Objective> Drop the pictures and extract exactly the lines from the one that contains "Each instance of the man's gray" through the end of the material.
━━ The records
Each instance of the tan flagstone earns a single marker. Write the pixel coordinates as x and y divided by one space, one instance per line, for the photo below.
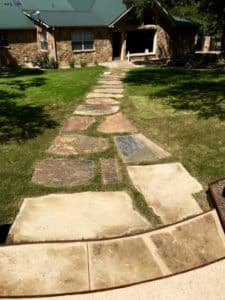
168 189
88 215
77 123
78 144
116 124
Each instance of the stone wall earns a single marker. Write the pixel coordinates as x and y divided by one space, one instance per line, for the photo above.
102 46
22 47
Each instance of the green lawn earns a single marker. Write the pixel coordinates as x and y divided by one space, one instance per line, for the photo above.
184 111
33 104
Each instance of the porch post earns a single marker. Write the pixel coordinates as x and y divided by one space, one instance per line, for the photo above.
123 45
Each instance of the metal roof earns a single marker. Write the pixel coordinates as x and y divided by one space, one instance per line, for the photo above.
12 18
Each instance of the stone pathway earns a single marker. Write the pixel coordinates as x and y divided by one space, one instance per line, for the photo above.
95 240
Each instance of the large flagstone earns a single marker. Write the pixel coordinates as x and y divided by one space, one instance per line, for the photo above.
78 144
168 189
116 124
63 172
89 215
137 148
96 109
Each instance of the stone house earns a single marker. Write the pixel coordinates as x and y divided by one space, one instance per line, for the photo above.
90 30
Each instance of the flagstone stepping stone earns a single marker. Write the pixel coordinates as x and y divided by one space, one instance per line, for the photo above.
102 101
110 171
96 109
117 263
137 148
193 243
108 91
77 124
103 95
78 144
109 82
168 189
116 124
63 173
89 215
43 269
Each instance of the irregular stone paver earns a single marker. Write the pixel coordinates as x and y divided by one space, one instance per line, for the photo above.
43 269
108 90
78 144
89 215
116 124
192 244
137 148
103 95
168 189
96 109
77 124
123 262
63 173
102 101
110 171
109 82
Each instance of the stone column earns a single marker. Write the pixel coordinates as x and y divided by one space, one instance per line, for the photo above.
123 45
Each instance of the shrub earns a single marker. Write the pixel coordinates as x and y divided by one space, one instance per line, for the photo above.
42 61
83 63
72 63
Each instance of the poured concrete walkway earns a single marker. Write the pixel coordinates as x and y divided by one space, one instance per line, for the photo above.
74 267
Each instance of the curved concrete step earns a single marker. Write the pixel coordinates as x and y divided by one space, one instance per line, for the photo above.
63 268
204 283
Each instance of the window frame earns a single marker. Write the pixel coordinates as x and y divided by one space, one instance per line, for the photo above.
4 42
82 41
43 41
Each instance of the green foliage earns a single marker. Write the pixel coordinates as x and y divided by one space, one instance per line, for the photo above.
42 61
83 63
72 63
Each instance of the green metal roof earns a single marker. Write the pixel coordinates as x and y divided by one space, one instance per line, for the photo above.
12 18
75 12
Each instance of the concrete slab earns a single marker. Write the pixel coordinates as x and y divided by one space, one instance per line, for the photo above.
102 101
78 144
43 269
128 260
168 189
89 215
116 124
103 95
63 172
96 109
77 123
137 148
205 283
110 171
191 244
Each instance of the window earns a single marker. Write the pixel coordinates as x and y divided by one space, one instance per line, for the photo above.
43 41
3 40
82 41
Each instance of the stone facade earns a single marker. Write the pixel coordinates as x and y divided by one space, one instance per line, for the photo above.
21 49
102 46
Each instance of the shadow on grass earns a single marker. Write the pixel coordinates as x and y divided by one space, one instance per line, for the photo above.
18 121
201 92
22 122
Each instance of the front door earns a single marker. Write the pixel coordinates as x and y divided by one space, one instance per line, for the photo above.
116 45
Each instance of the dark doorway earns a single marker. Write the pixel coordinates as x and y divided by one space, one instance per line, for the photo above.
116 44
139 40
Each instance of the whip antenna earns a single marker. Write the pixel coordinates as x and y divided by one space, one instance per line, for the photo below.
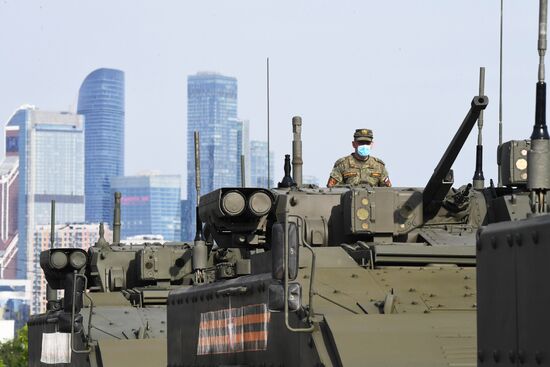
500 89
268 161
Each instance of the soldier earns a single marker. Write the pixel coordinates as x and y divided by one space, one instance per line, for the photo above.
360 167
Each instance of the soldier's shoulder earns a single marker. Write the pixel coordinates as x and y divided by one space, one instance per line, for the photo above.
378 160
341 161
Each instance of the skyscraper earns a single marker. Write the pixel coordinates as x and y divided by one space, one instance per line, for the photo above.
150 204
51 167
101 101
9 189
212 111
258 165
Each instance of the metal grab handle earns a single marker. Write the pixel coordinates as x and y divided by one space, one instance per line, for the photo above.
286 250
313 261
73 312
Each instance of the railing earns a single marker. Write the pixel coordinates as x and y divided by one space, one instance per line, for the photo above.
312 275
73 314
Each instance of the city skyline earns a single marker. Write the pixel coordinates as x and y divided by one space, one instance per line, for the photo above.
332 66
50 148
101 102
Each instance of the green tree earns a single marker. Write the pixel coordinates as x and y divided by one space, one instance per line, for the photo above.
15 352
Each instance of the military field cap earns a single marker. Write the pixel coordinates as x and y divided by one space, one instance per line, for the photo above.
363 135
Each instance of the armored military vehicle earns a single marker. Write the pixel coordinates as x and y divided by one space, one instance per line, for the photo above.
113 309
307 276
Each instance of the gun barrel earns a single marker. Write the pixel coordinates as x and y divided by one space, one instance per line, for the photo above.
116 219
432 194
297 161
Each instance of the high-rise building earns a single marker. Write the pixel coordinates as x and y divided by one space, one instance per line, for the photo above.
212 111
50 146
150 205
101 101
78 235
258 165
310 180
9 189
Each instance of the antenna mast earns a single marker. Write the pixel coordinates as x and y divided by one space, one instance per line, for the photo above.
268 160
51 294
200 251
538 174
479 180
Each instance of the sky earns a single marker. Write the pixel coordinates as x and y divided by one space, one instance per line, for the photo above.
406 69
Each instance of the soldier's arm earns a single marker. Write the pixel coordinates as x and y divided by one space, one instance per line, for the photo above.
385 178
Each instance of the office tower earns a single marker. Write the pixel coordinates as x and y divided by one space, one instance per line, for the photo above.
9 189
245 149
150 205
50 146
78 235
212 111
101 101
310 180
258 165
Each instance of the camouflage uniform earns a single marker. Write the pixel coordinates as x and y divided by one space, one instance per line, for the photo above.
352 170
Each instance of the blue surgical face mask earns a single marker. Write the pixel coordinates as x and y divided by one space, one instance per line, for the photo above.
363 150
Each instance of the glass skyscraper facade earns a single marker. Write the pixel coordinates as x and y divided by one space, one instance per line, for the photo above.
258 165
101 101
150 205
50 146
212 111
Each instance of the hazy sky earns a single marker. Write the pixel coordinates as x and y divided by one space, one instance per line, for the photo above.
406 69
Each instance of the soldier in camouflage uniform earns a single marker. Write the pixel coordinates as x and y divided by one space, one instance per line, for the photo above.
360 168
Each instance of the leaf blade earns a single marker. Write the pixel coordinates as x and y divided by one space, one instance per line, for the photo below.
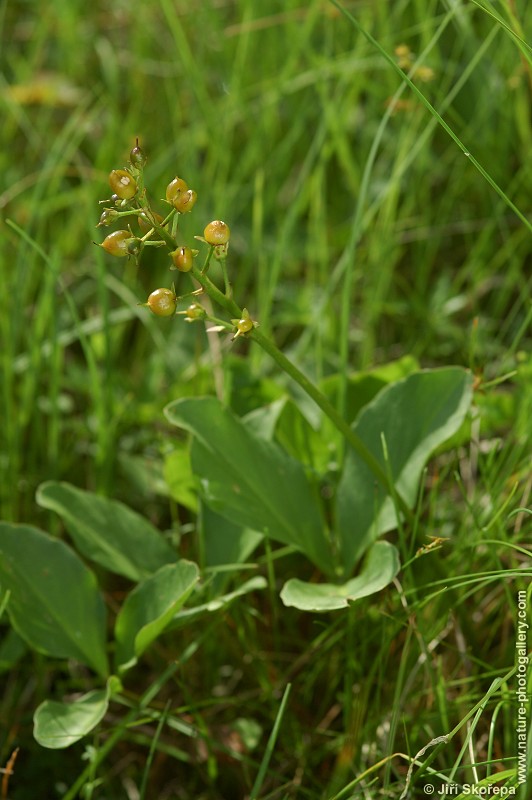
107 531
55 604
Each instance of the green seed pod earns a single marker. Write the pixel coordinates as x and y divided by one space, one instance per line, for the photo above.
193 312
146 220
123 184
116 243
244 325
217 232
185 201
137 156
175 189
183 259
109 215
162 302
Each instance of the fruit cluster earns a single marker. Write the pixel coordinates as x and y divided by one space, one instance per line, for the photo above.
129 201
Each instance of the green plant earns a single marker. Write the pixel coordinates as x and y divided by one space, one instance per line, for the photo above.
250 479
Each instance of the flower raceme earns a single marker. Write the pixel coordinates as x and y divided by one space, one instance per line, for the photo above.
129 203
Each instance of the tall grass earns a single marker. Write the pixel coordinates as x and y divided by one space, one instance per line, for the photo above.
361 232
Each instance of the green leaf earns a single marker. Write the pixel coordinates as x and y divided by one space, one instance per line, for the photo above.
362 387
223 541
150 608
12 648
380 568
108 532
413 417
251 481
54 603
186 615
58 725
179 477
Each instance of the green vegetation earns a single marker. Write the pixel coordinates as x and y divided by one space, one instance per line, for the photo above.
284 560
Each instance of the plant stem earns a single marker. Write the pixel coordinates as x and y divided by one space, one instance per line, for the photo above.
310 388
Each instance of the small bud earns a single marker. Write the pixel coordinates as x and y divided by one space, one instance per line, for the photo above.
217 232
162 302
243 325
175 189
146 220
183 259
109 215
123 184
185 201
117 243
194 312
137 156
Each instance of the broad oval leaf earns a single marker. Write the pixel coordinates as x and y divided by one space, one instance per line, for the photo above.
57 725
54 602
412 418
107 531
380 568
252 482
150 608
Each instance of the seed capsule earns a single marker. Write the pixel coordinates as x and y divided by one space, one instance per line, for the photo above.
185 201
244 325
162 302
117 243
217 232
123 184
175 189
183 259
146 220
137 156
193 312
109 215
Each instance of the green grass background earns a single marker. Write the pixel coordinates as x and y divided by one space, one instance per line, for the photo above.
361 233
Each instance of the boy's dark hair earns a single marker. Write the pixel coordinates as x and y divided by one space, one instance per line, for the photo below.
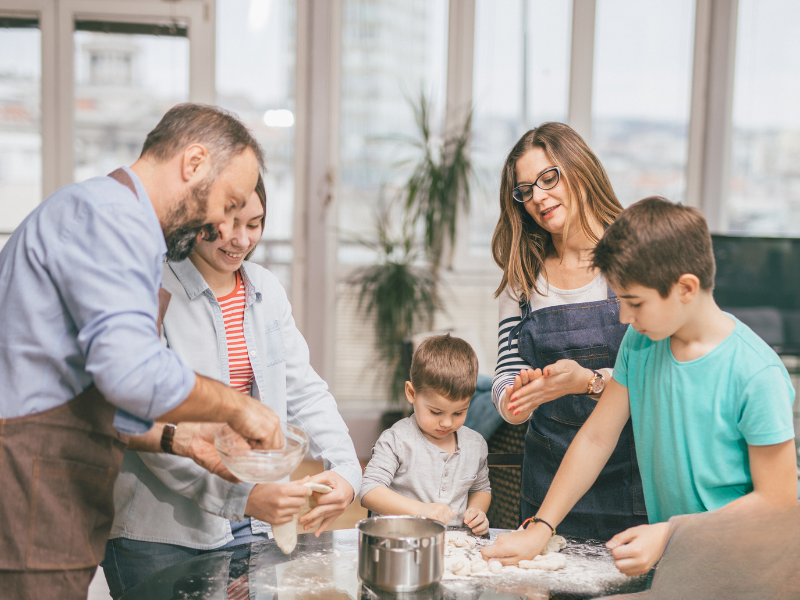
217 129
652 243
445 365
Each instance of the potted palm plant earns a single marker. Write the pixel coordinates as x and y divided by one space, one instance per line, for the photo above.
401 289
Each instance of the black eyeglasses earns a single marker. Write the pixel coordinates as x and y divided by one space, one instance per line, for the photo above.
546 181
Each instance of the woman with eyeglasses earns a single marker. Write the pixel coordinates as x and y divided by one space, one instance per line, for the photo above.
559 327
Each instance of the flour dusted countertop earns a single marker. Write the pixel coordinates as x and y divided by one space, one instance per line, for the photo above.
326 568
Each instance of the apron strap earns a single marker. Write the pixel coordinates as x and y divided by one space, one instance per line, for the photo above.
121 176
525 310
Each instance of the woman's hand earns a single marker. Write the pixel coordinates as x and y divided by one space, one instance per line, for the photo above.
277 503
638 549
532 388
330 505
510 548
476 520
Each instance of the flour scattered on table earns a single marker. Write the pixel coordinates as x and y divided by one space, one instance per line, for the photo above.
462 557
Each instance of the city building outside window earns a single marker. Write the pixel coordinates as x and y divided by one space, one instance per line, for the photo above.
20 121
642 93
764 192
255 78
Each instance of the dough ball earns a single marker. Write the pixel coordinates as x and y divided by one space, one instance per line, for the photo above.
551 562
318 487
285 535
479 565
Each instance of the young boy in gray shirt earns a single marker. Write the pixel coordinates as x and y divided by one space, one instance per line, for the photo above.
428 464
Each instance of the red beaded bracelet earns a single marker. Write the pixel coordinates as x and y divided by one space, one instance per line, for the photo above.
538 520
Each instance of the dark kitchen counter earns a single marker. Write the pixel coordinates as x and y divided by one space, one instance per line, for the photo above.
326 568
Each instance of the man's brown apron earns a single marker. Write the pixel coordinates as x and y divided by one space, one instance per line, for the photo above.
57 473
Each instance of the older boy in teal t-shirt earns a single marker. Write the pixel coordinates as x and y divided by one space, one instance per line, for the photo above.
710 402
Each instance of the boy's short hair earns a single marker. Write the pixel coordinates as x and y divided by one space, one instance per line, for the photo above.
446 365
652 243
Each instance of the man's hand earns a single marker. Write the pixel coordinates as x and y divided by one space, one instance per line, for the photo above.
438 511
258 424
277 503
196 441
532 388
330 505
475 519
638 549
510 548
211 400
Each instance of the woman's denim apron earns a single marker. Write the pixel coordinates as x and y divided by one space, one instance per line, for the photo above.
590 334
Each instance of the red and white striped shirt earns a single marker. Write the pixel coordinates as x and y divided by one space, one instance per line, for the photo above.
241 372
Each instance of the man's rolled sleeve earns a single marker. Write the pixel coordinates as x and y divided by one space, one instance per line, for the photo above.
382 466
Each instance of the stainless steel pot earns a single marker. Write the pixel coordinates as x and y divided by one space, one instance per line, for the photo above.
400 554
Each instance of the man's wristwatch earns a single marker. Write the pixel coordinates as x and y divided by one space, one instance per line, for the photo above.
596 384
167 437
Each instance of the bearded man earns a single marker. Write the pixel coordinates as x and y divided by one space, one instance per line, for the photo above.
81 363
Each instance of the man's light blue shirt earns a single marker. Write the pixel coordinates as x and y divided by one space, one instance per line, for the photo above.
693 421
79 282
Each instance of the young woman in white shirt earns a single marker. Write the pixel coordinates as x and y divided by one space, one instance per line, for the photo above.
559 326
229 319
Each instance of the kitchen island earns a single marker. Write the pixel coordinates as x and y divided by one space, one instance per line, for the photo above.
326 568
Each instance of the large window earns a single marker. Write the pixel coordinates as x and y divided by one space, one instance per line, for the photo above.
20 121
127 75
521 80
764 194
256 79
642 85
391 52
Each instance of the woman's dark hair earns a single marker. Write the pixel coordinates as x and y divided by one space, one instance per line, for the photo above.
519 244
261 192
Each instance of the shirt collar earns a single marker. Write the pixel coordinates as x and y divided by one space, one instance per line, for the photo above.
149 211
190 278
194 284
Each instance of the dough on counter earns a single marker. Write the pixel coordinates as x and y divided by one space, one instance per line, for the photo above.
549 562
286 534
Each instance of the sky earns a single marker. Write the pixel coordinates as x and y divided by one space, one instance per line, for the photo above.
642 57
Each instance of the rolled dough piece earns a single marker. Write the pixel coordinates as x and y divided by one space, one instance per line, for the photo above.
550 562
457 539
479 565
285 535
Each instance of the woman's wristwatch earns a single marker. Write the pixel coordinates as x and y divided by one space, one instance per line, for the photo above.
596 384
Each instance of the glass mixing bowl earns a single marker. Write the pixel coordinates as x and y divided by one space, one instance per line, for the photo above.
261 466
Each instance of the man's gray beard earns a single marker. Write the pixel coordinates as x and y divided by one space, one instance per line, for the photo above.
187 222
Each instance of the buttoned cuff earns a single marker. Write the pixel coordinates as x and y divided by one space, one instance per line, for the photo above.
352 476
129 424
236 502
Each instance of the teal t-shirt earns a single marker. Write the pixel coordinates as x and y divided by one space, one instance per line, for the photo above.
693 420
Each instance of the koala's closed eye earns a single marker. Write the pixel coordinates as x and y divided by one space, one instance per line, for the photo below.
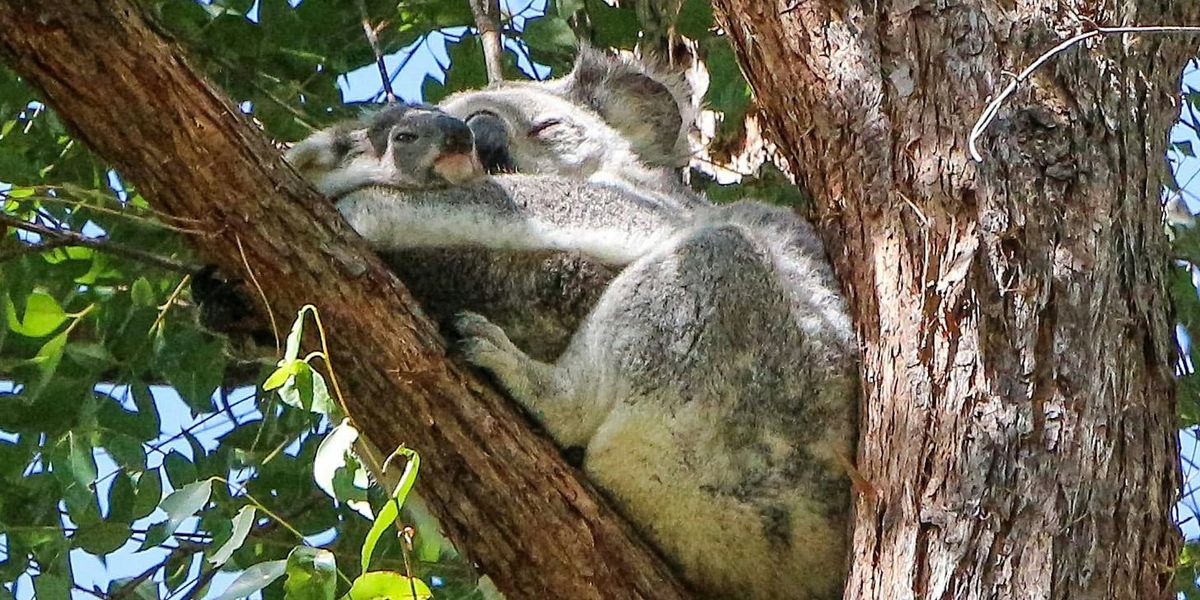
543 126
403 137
━━━━
Exercise answer>
Each instance of the man's gray beard earns a single marker. Write the pixel coordinates as x and y divided by one space, one instance per line, for the photo above.
187 222
Each instance of the buttoned cuff earns a single marker. Write the pixel coordinates as x and y divided by one space, one instance per line, for the photo above.
352 476
129 424
236 502
Each instance of the teal t-shirt earns a single marker. Write the pixel coordinates as x and y divided by one space, one instance per line, for the photo above.
693 420
Each instance of the koala's closed eye earns a single marker. Write the pixel coordinates as x and y divided by one space, one instance per line, for the photo below.
543 126
403 137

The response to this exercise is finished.